▸ Work to do: Reproduce verbatim only the lines of the data below that run from the line containing "Get hand. Reply: x1" up to and including the line containing "261 69 374 204".

Raw records:
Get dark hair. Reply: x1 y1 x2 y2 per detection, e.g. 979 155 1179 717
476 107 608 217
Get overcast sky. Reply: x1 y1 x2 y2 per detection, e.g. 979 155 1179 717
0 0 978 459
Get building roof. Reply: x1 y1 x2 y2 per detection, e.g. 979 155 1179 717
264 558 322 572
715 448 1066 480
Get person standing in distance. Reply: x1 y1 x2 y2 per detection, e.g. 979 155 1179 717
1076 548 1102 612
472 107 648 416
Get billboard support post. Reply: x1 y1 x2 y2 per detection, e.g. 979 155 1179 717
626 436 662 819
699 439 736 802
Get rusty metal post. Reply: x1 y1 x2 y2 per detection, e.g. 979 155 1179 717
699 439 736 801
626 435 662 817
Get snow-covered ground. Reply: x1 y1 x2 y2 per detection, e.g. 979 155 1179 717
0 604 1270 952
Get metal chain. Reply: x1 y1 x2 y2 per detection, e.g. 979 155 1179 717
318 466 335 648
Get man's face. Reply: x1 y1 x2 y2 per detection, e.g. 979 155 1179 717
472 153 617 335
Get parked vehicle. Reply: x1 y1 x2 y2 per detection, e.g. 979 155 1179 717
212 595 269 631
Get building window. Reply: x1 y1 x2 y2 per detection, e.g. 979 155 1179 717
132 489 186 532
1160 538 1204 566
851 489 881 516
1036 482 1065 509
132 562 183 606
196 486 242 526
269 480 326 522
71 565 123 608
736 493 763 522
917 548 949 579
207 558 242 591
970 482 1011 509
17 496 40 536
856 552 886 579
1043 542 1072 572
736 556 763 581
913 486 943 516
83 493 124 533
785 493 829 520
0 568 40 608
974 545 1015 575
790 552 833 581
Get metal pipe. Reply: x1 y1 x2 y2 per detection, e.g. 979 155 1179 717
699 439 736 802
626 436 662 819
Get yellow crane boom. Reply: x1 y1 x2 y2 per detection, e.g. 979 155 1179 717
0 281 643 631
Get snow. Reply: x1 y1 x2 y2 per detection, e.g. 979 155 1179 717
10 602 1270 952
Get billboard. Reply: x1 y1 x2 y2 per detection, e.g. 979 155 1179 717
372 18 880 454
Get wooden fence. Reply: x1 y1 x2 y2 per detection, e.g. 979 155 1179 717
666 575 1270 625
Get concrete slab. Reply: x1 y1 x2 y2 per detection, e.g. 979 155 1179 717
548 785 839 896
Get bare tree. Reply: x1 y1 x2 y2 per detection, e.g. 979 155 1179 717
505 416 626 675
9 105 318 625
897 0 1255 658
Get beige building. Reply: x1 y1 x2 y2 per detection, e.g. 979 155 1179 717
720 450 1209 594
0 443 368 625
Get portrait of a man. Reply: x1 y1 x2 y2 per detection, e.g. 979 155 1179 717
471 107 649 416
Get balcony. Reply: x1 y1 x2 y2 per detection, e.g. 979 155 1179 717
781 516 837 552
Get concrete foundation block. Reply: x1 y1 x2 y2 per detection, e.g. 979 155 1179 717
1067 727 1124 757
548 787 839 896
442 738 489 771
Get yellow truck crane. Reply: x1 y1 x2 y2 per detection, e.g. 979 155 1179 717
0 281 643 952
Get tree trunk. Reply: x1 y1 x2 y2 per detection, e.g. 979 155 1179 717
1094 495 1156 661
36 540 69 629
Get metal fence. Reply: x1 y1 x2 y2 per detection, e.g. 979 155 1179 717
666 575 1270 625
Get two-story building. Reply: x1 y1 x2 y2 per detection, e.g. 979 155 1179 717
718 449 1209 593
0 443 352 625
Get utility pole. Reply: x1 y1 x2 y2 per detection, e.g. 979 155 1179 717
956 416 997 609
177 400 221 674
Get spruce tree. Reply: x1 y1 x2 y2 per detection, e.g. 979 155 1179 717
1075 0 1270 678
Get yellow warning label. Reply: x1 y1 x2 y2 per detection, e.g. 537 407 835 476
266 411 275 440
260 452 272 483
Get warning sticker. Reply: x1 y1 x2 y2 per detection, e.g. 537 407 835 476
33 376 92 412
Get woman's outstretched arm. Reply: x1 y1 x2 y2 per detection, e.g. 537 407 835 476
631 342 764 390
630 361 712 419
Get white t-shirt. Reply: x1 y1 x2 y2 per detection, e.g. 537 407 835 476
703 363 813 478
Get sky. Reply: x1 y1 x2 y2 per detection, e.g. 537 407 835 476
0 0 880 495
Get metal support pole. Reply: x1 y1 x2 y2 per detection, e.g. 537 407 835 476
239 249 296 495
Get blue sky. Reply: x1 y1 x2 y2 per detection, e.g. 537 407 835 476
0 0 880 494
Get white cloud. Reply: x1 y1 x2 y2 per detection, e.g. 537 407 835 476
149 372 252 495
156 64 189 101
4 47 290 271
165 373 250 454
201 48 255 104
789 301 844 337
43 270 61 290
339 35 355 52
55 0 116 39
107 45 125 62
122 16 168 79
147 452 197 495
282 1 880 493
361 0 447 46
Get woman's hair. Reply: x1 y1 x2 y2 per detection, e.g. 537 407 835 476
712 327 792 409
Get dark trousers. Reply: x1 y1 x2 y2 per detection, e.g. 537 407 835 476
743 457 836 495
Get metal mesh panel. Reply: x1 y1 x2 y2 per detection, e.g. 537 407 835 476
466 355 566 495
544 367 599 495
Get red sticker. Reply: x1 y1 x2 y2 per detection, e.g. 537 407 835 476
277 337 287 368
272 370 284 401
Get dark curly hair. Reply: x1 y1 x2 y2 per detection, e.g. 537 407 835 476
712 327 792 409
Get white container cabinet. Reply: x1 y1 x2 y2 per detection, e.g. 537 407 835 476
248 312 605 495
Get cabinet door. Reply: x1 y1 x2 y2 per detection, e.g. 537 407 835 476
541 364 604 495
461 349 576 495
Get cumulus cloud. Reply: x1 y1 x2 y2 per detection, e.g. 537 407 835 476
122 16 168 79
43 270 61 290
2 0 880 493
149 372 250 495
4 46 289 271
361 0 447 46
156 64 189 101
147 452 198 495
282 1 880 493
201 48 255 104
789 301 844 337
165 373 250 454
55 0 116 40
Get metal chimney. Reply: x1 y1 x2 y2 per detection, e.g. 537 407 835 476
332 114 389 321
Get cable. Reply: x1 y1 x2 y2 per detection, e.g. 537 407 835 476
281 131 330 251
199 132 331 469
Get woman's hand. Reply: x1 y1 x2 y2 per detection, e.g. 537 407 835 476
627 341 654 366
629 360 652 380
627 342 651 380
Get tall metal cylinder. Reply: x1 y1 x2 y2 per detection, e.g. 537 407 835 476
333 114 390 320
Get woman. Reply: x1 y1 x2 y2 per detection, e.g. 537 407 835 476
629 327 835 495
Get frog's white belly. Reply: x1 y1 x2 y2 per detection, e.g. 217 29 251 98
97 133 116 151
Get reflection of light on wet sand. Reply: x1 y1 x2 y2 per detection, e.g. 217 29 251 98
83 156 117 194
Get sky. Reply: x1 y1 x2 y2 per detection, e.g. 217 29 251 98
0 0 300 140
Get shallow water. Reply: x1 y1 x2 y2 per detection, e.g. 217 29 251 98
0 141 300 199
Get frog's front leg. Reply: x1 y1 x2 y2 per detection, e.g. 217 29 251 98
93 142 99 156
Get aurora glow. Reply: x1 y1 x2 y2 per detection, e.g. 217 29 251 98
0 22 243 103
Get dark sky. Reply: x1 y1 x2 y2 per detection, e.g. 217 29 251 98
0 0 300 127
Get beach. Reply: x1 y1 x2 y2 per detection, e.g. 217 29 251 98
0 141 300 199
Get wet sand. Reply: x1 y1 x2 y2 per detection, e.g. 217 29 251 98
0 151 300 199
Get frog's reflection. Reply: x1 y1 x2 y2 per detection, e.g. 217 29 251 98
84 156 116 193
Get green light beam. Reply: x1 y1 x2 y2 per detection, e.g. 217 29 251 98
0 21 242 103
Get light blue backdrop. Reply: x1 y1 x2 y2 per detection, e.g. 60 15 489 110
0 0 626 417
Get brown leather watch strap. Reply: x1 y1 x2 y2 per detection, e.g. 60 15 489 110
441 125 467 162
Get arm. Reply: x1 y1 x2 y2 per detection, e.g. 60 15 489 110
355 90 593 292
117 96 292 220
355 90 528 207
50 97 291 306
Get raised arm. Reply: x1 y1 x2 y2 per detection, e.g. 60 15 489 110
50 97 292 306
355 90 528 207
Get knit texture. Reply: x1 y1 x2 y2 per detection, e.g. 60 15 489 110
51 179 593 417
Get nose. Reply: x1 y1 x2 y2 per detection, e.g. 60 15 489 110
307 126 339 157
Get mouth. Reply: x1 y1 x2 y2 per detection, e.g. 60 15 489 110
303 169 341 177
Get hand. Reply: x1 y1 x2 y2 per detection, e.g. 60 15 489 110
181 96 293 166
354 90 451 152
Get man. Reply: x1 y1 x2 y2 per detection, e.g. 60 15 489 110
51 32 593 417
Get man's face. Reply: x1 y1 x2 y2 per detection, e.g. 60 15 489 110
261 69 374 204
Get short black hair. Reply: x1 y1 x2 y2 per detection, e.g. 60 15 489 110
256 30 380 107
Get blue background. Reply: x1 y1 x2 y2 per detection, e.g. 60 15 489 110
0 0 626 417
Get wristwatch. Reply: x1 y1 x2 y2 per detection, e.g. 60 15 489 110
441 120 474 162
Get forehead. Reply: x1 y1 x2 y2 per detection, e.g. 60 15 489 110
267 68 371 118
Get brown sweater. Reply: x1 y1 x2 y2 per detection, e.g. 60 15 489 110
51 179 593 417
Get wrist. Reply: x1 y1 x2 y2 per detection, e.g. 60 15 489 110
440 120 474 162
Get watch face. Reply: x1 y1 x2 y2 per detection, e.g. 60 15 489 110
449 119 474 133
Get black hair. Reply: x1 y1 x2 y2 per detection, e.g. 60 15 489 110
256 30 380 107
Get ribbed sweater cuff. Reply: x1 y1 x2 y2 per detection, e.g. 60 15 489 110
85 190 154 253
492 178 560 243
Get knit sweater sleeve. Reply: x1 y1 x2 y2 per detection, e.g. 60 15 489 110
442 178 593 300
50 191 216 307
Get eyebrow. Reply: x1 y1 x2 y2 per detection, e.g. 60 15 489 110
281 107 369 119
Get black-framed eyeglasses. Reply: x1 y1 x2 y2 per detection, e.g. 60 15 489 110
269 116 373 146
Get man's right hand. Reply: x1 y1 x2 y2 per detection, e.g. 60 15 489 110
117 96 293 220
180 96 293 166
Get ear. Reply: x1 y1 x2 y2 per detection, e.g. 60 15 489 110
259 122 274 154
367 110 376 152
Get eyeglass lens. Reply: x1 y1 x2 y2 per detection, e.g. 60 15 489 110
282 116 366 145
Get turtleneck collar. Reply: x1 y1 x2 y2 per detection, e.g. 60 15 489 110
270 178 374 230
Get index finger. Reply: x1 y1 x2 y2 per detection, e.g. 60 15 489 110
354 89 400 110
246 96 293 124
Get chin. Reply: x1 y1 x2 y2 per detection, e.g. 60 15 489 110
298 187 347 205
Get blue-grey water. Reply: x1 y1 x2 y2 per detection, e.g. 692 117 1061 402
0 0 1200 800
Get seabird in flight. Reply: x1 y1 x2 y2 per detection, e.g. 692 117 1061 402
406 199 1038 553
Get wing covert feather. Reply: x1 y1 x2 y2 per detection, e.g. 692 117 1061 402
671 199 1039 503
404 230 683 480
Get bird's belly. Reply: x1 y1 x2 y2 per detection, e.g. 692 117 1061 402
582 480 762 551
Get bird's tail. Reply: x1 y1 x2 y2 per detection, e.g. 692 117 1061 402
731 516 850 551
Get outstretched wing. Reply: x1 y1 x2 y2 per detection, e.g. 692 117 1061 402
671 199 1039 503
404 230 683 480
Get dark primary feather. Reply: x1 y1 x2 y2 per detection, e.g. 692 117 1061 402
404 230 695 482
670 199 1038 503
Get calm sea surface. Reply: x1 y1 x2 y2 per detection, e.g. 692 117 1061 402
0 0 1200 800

▸ Full response:
Get hand. Reply: x1 y1 x2 y2 per detection, e.g. 60 15 489 110
181 96 293 166
354 90 451 152
Get man. Reply: x1 y1 x2 y2 per detection, e.g. 60 15 489 110
51 32 593 417
Get man's face. Reply: x1 y1 x2 y2 per detection, e.g. 60 15 489 110
261 69 374 204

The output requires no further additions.